**WHAT THE TASK ASKS:**
Locate each line in the data that contains the string "handle", and copy those lines.

Stored data entries:
┌────────

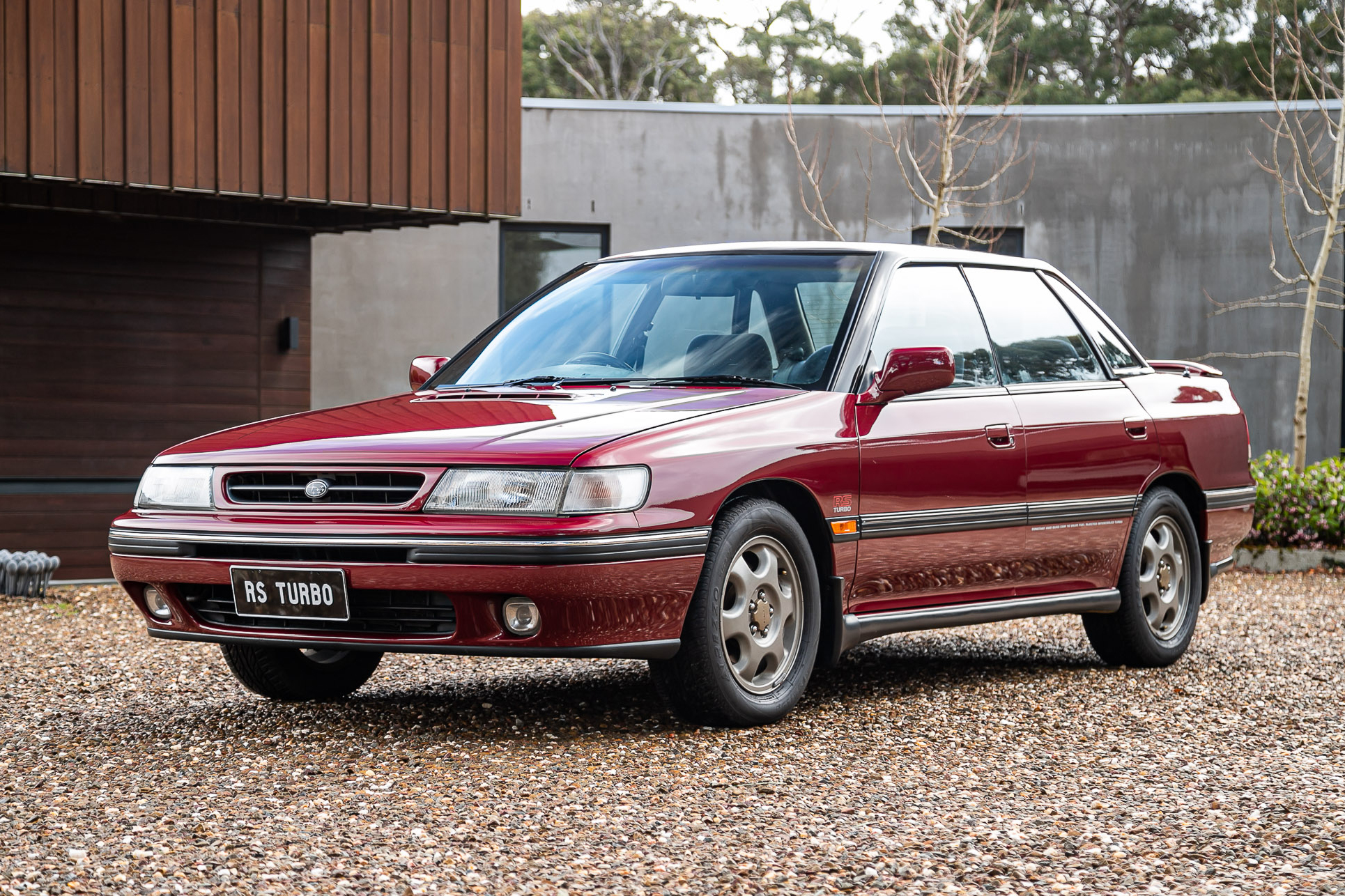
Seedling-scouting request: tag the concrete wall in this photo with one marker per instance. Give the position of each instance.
(1148, 209)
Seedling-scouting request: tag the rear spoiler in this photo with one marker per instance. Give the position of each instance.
(1187, 368)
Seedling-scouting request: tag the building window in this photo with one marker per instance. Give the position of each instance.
(535, 254)
(1002, 241)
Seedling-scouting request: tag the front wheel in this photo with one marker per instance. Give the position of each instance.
(1161, 583)
(293, 674)
(751, 633)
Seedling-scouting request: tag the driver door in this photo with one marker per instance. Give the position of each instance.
(943, 474)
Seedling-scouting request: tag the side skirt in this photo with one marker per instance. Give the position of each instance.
(861, 628)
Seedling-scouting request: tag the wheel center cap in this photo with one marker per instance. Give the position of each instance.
(760, 612)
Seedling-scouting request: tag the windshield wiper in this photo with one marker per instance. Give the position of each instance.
(720, 380)
(541, 380)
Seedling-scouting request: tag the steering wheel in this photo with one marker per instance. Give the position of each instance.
(600, 358)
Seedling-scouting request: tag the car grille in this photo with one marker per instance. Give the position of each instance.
(371, 611)
(344, 487)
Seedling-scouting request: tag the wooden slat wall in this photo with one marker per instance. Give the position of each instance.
(123, 338)
(387, 104)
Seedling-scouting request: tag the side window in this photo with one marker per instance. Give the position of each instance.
(824, 307)
(1105, 337)
(1037, 341)
(931, 306)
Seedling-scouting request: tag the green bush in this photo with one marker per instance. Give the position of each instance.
(1298, 509)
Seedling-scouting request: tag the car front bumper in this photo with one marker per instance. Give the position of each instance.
(608, 595)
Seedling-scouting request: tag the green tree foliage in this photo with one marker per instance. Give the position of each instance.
(1057, 50)
(792, 50)
(616, 50)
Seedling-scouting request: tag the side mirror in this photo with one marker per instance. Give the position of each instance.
(908, 371)
(424, 368)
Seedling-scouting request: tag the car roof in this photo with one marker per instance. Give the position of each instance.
(902, 252)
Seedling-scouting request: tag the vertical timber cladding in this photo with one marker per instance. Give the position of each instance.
(385, 104)
(120, 339)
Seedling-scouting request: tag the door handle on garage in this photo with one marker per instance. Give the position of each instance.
(999, 436)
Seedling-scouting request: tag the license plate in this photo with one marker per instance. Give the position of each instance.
(291, 594)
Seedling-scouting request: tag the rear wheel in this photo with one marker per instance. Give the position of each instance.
(1161, 583)
(296, 674)
(751, 633)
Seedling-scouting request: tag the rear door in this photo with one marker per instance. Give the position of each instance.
(942, 497)
(1090, 445)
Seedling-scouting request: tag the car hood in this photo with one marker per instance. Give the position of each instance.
(544, 427)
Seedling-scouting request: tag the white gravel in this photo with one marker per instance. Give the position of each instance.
(992, 759)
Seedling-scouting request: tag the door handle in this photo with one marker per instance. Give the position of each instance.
(999, 436)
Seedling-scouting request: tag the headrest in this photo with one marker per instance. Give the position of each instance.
(743, 354)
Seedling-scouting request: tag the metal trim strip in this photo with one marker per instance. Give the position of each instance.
(1080, 510)
(922, 523)
(865, 627)
(1229, 498)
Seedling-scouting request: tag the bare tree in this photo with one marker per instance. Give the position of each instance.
(938, 171)
(946, 174)
(1307, 163)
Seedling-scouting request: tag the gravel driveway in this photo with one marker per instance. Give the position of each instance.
(1001, 758)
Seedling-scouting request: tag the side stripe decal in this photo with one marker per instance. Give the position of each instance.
(923, 523)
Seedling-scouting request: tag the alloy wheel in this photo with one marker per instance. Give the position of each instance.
(762, 615)
(1164, 578)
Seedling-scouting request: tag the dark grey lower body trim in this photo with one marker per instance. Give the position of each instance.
(633, 650)
(1226, 498)
(66, 486)
(864, 627)
(560, 552)
(924, 523)
(134, 546)
(516, 552)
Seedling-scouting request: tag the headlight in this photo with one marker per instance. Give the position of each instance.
(539, 491)
(594, 491)
(178, 487)
(498, 491)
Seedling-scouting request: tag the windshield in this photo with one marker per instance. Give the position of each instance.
(758, 316)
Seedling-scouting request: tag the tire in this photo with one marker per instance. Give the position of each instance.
(728, 673)
(293, 674)
(1161, 583)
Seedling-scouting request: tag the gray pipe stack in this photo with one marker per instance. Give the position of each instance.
(26, 573)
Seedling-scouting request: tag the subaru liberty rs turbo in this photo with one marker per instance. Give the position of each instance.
(733, 462)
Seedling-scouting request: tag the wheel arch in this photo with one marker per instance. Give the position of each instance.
(804, 506)
(1191, 494)
(1193, 497)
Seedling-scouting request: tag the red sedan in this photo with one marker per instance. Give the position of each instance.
(735, 462)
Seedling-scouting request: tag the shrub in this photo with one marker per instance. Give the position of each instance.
(1298, 509)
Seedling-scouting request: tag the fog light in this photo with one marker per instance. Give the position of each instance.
(156, 604)
(521, 617)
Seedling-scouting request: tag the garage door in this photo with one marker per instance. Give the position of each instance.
(120, 338)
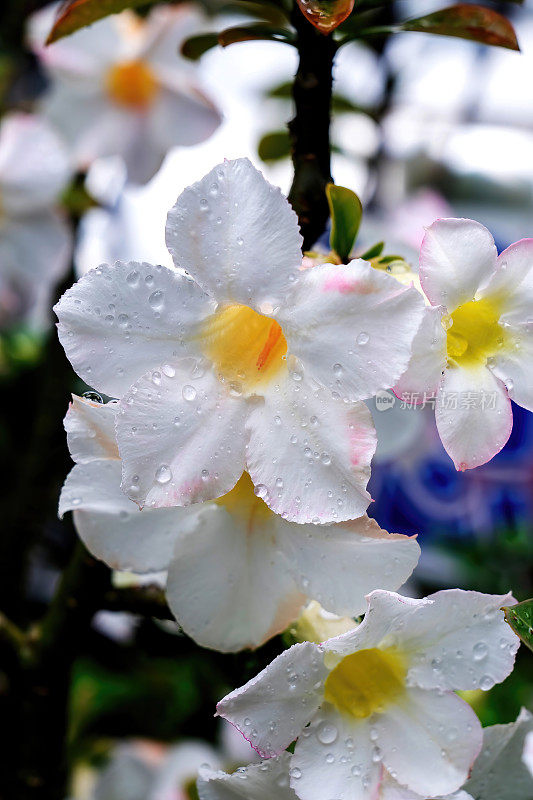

└────────

**REPLY:**
Seedling-scouting request: tag the door handle on garage in this photo with one marker per instance. Give the position of each instance.
Seedling-scouting request: tag the door handle in this photo with one marker per instance. Give the position of each instance.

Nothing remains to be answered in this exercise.